◆ Document segment ◆
Start

[RFC v17][PATCH 17/60] pids 7/7: Define clone_with_pids syscall

Sukadev Bhattiprolu sukadev at linux.vnet.ibm.com
Tue Jul 28 17:44:55 PDT 2009


Ccing Oleg Nesterov, Eric Biederman, Mike Waychinson, Ying Han

Note that this is a variant of an earlier clone_with_pids() interface, sent
in Mar 2009 (http://lkml.org/lkml/2009/3/13/359).  Linus' major objection 
was about security, as unprivileged tasks could read /var/run data and try
to run with cached pids.

This variant addresses that concern by requiring CAP_SYS_ADMIN to specify
pids.  This makes sense since CAP_SYS_ADMIN is required to create a new
pid namespace anyway.

Sukadev

Oren Laadan [orenl at librato.com] wrote:
| From: Sukadev Bhattiprolu <sukadev at linux.vnet.ibm.com>
| 
| Container restart requires that a task have the same pid it had when it was
| checkpointed. When containers are nested the tasks within the containers
| exist in multiple pid namespaces and hence have multiple pids to specify
| during restart.
| 
| clone_with_pids(), intended for use during restart, is the same as clone(),
| except that it takes a 'target_pid_set' paramter. This parameter lets caller
| choose specific pid numbers for the child process, in the process's active
| and ancestor pid namespaces. (Descendant pid namespaces in general don't
| matter since processes don't have pids in them anyway, but see comments
| in copy_target_pids() regarding CLONE_NEWPID).

End

◆ Box-labeled dataset extracts ◆
Start

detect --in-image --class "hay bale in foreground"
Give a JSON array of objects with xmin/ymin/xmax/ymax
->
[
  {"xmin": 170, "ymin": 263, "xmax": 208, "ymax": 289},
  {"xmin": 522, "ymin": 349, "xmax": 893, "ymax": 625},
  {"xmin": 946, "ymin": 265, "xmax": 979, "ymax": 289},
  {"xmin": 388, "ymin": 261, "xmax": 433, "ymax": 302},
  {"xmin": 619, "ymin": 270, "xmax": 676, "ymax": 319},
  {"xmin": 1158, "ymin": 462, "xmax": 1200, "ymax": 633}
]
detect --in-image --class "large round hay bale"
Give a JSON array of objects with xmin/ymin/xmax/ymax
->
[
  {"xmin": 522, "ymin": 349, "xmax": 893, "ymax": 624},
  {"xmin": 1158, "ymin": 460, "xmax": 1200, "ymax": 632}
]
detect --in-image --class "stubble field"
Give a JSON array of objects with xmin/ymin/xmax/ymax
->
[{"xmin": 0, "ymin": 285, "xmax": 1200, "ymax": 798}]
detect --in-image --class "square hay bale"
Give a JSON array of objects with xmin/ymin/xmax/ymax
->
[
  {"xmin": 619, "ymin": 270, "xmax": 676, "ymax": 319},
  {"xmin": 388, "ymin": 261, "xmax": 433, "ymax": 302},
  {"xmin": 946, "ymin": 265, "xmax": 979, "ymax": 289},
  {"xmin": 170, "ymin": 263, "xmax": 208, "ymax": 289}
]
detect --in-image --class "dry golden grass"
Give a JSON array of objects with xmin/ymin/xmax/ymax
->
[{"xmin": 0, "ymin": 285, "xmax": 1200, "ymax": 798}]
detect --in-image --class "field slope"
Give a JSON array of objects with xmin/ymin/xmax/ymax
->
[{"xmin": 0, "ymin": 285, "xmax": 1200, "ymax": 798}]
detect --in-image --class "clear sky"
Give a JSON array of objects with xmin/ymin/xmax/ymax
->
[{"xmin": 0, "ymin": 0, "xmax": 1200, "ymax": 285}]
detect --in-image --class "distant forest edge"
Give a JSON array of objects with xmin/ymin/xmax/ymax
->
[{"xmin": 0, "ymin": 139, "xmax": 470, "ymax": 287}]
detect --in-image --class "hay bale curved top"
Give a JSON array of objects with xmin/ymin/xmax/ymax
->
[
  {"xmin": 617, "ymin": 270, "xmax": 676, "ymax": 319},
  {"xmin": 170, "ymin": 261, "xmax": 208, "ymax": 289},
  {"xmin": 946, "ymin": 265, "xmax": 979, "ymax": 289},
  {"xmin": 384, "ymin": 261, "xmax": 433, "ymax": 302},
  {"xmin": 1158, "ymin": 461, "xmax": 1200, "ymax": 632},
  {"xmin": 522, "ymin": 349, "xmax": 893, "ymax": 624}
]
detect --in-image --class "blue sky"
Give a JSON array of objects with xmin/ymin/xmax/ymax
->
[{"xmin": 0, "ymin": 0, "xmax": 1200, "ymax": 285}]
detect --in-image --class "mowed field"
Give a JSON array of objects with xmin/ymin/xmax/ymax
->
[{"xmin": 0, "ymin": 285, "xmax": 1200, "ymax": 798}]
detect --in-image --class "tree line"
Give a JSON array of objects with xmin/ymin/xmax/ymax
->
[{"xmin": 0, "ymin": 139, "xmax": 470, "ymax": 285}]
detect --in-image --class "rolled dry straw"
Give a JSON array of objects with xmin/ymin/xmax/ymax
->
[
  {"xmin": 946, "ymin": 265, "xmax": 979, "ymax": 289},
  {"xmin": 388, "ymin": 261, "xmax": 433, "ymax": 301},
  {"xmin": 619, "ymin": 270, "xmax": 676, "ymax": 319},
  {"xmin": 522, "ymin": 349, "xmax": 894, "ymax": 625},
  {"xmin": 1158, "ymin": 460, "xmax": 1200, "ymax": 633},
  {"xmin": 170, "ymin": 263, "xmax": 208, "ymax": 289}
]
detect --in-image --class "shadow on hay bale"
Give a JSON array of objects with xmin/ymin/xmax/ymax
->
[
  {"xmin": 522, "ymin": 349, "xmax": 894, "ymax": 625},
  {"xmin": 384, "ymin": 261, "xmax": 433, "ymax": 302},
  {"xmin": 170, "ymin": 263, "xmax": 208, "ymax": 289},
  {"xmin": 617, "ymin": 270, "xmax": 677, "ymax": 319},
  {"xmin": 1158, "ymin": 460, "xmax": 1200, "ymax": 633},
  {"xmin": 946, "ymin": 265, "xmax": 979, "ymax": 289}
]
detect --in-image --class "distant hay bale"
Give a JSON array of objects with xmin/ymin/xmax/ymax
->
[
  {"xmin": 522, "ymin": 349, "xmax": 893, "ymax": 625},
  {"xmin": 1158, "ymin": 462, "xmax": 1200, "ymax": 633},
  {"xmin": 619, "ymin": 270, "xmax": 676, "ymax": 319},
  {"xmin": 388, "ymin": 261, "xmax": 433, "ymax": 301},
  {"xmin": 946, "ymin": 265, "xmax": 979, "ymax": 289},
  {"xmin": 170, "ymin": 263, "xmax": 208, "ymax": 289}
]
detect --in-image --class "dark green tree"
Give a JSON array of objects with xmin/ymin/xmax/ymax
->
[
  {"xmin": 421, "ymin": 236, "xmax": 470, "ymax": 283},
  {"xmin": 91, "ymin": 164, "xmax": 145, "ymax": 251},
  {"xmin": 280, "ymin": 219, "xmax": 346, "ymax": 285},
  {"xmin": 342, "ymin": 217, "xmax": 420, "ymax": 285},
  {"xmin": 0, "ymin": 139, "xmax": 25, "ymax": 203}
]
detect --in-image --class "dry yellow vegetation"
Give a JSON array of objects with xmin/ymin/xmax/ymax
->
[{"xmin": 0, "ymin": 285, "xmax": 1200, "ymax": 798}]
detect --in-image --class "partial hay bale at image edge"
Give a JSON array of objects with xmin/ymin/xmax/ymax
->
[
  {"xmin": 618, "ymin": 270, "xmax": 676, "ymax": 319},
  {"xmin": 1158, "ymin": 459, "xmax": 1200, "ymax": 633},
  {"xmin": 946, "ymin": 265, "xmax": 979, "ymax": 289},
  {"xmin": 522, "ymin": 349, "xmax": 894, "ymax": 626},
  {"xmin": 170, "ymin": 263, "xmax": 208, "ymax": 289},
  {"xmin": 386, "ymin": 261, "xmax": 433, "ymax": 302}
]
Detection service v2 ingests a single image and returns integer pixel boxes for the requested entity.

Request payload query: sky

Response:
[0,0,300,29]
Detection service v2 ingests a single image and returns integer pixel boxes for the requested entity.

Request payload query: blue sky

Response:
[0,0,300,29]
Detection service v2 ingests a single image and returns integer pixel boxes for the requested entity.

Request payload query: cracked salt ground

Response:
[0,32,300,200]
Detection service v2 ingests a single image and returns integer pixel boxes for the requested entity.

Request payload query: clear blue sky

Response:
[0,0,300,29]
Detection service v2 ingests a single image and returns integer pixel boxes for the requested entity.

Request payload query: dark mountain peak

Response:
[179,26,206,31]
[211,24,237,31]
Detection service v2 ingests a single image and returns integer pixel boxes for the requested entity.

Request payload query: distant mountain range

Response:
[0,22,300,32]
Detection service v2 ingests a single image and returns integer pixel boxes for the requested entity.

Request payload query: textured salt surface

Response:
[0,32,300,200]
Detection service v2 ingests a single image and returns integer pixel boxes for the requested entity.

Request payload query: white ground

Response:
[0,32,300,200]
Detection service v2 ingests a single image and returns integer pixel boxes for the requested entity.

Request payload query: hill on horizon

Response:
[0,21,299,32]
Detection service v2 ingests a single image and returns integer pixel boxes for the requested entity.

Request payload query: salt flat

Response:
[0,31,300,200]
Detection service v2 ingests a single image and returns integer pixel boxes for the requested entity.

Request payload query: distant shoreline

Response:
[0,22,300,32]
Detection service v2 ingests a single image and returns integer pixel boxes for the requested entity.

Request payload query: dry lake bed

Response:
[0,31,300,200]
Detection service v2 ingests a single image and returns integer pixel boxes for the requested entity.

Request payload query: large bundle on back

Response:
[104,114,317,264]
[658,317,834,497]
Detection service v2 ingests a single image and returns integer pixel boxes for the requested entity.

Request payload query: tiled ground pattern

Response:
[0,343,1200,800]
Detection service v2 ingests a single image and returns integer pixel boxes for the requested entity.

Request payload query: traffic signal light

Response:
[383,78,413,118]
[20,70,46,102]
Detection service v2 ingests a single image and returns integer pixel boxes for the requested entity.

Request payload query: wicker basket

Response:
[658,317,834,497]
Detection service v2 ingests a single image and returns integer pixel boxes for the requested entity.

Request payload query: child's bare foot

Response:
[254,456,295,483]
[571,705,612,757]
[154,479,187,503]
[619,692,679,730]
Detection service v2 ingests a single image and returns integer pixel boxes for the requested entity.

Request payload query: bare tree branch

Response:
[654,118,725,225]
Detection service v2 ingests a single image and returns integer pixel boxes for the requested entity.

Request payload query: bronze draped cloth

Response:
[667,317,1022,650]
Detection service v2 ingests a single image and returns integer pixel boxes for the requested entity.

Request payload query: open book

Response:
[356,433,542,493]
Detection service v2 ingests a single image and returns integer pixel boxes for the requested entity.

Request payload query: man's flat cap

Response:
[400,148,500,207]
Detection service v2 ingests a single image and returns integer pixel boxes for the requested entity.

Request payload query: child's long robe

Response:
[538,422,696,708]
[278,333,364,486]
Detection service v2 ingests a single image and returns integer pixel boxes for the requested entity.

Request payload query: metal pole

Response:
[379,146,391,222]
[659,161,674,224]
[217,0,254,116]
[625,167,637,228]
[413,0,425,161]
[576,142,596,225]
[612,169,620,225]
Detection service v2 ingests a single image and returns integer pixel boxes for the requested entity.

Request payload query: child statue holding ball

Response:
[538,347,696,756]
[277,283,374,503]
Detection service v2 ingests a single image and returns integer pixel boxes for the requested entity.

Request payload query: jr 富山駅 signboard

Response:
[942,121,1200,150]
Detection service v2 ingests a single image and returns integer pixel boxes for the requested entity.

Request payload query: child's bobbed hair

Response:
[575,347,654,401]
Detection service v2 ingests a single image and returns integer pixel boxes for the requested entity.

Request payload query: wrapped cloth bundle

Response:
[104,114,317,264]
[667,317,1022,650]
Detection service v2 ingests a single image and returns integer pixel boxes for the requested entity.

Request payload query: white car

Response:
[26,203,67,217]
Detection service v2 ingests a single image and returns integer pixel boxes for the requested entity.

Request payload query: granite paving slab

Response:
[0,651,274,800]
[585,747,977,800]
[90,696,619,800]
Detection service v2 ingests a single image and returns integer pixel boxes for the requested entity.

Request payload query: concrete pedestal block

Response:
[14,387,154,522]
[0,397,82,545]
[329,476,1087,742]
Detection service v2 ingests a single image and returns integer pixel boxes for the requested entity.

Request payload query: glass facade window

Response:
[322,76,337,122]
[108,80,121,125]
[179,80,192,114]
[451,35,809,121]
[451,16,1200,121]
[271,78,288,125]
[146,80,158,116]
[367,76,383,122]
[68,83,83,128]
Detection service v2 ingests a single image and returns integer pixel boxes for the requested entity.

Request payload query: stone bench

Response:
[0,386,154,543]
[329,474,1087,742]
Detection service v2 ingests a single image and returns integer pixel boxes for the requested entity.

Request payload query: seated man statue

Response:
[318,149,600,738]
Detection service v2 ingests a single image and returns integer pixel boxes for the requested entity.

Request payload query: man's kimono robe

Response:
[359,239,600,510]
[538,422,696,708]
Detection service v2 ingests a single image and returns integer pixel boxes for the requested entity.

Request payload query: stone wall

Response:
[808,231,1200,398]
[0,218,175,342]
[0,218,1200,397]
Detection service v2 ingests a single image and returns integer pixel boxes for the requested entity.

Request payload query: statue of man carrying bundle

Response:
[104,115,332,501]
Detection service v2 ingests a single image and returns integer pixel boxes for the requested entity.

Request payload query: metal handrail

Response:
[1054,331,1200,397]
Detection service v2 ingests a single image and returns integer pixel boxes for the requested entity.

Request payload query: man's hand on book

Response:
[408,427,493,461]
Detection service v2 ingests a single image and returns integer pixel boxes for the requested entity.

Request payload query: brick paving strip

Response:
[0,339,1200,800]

End

◆ Short problem 1 ◆
Identify each line of the records that contains the word "distant", and copy those lines.
◆ Short problem 2 ◆
Go on with the clone_with_pids patch email from the point where it stops.
The email and the records are unrelated to each other.

◆ Exercise result 1 ◆
detect --in-image --class "distant forest edge"
detect --in-image --class "distant hay bale"
Request payload query: distant mountain range
Request payload query: distant shoreline

◆ Exercise result 2 ◆
| 
| Unlike clone(), clone_with_pids() needs CAP_SYS_ADMIN, at least for now, to
| prevent unprivileged processes from misusing this interface.
| 
| Call clone_with_pids as follows:
| 
| 	pid_t pids[] = { 0, 77, 99 };
| 	struct target_pid_set pid_set;
| 
| 	pid_set.num_pids = sizeof(pids) / sizeof(int);
| 	pid_set.target_pids = &pids;
| 
| 	syscall(__NR_clone_with_pids, flags, stack, NULL, NULL, NULL, &pid_set);
| 
| If a target-pid is 0, the kernel continues to assign a pid for the process in
| that namespace. In the above example, pids[0] is 0, meaning the kernel will
| assign next available pid to the process in init_pid_ns. But kernel will assign
| pid 77 in the child pid namespace 1 and pid 99 in pid namespace 2. If either
| 77 or 99 are taken, the system call fails with -EBUSY.
| 
| If 'pid_set.num_pids' exceeds the current nesting level of pid namespaces,
| the system call fails with -EINVAL.
| 
| Its mostly an exploratory patch seeking feedback on the interface.
| 
| NOTE:
| 	Compared to clone(), clone_with_pids() needs to pass in two more
| 	pieces of information:
| 
| 		- number of pids in the set
| 		- user buffer containing the list of pids.
| 
| 	But since clone() already takes 5 parameters, use a 'struct
| 	target_pid_set'.
| 
| TODO:
| 	- Gently tested.
| 	- May need additional sanity checks in do_fork_with_pids().
| 
| Changelog[v3]:
| 	- (Oren Laadan) Allow CLONE_NEWPID flag (by allocating an extra pid
| 	  in the target_pids[] list and setting it 0. See copy_target_pids()).
| 	- (Oren Laadan) Specified target pids should apply only to youngest
| 	  pid-namespaces (see copy_target_pids())
| 	- (Matt Helsley) Update patch description.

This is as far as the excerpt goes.